• DATA SUPPLIED:
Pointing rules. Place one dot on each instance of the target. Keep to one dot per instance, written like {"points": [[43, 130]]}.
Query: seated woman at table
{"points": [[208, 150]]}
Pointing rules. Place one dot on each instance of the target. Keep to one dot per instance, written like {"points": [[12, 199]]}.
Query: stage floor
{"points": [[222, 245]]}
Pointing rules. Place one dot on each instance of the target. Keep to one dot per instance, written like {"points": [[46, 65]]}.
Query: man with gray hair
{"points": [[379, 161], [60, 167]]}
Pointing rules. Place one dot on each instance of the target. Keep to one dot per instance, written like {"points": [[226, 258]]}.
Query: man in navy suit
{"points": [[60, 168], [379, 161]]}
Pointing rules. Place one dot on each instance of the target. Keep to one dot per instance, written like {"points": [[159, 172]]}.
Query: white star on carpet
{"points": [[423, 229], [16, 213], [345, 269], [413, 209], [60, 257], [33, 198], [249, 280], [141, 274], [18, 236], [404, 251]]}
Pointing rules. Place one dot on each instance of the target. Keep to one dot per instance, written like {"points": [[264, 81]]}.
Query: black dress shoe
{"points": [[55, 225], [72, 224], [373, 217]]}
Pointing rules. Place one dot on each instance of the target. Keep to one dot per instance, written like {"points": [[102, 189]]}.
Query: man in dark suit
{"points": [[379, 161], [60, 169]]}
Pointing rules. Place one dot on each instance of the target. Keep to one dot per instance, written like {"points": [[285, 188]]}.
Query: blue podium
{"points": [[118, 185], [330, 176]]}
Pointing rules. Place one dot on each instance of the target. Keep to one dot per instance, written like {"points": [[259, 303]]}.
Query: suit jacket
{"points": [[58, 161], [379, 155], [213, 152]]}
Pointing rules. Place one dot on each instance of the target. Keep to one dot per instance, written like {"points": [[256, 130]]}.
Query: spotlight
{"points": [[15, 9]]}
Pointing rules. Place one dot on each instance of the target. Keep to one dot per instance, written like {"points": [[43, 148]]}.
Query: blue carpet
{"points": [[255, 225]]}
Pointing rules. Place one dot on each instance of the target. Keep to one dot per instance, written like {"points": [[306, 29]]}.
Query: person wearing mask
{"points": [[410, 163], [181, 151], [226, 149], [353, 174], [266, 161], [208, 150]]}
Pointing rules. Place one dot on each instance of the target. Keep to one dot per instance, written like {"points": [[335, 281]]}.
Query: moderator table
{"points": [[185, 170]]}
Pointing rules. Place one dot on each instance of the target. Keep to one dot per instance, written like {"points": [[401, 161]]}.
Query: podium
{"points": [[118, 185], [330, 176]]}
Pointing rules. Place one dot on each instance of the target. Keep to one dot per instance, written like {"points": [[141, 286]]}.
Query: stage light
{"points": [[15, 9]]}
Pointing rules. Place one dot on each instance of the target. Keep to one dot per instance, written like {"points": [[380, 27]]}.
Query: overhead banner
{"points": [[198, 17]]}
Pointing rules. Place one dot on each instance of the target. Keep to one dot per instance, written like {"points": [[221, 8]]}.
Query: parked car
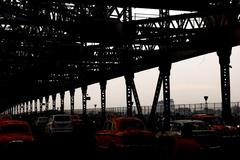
{"points": [[189, 139], [59, 123], [216, 123], [14, 132], [120, 133], [41, 122]]}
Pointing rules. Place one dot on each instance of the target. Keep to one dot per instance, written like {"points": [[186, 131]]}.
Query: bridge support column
{"points": [[40, 104], [103, 99], [47, 103], [72, 92], [166, 94], [18, 109], [31, 106], [128, 80], [152, 117], [62, 101], [27, 110], [224, 60], [54, 102], [135, 94], [35, 110], [84, 101]]}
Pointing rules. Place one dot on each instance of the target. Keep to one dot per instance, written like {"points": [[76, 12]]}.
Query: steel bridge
{"points": [[51, 46]]}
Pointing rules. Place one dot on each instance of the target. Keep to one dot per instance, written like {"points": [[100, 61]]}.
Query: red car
{"points": [[216, 123], [124, 132], [15, 132]]}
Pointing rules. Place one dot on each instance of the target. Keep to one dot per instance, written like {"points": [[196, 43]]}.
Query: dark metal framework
{"points": [[49, 46]]}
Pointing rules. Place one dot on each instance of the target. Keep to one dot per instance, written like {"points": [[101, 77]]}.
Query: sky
{"points": [[190, 81]]}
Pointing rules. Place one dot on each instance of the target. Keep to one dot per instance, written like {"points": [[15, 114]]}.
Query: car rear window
{"points": [[62, 118], [14, 128]]}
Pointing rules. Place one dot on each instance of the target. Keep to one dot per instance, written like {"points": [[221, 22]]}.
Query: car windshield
{"points": [[14, 128], [131, 124]]}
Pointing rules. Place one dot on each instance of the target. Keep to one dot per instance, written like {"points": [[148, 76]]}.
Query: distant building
{"points": [[160, 106]]}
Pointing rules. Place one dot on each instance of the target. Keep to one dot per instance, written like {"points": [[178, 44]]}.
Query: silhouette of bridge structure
{"points": [[49, 47]]}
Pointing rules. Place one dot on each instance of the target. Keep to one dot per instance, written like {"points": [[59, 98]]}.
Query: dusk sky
{"points": [[190, 81]]}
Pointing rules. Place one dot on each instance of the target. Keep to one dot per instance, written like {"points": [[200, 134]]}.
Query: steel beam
{"points": [[72, 92], [224, 60], [103, 99]]}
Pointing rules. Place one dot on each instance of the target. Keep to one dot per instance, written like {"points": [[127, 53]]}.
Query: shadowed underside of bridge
{"points": [[48, 46]]}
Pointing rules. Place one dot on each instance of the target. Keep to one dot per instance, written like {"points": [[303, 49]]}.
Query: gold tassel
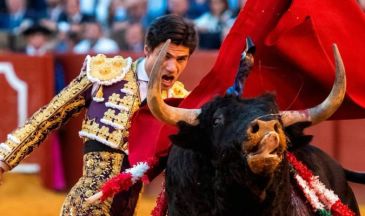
{"points": [[99, 97]]}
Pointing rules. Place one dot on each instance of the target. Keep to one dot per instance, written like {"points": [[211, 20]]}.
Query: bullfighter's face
{"points": [[173, 65]]}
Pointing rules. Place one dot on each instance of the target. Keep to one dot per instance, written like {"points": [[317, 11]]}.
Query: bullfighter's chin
{"points": [[263, 165]]}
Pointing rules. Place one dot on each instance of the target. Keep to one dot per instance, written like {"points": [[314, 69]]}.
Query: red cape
{"points": [[293, 58]]}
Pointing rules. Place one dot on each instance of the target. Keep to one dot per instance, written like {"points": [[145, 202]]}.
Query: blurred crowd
{"points": [[37, 27]]}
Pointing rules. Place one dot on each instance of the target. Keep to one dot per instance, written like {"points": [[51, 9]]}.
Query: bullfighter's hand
{"points": [[3, 169]]}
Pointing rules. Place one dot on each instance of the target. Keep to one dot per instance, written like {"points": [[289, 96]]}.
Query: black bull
{"points": [[208, 172], [229, 157]]}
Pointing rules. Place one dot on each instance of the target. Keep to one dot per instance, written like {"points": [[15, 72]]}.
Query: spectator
{"points": [[133, 38], [38, 40], [71, 18], [197, 8], [97, 9], [17, 16], [94, 40], [211, 24], [178, 7], [53, 14], [362, 4]]}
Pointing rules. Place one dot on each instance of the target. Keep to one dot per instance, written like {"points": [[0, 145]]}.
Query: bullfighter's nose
{"points": [[264, 137]]}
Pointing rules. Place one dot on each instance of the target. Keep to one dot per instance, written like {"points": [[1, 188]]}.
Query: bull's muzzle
{"points": [[265, 146]]}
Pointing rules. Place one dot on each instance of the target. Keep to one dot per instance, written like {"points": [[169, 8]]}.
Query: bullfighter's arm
{"points": [[23, 140]]}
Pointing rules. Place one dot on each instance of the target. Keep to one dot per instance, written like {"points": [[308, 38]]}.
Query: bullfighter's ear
{"points": [[296, 135]]}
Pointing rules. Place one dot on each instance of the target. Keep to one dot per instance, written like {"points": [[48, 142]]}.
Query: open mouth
{"points": [[167, 80]]}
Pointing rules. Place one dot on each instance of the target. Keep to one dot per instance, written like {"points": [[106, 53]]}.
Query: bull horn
{"points": [[324, 110], [162, 111]]}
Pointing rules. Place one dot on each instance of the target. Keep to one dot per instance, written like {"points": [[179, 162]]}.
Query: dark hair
{"points": [[176, 28]]}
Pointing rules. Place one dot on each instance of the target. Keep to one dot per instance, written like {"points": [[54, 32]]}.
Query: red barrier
{"points": [[26, 85]]}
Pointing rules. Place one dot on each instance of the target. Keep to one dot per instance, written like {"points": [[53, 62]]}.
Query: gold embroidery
{"points": [[99, 97], [98, 168], [62, 107], [109, 115]]}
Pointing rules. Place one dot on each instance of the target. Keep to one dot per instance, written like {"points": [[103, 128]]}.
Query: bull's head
{"points": [[253, 128]]}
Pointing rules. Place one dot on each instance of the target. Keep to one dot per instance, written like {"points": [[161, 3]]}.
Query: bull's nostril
{"points": [[255, 127], [276, 127]]}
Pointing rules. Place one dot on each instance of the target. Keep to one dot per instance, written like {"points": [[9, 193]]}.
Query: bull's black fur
{"points": [[207, 172]]}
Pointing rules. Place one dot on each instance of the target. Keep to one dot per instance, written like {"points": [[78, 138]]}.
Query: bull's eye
{"points": [[218, 120]]}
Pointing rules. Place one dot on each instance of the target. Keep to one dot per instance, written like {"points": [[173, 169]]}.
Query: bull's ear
{"points": [[188, 136]]}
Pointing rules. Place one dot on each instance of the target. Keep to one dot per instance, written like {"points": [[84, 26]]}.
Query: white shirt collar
{"points": [[141, 71]]}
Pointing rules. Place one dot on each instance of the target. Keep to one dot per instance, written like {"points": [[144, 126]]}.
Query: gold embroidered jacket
{"points": [[107, 87]]}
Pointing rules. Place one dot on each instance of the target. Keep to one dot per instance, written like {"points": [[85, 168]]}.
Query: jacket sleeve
{"points": [[23, 140]]}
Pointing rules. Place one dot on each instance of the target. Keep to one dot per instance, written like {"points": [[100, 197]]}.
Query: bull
{"points": [[231, 156]]}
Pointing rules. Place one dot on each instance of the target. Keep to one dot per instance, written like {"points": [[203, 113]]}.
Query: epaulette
{"points": [[107, 71]]}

• WHAT THIS TASK INVOLVES: Find every line in the data above that contains the string "hair", matching case exactly, and copy each of those lines.

• PROBLEM SOLUTION:
Query: man with gray hair
Query: dark hair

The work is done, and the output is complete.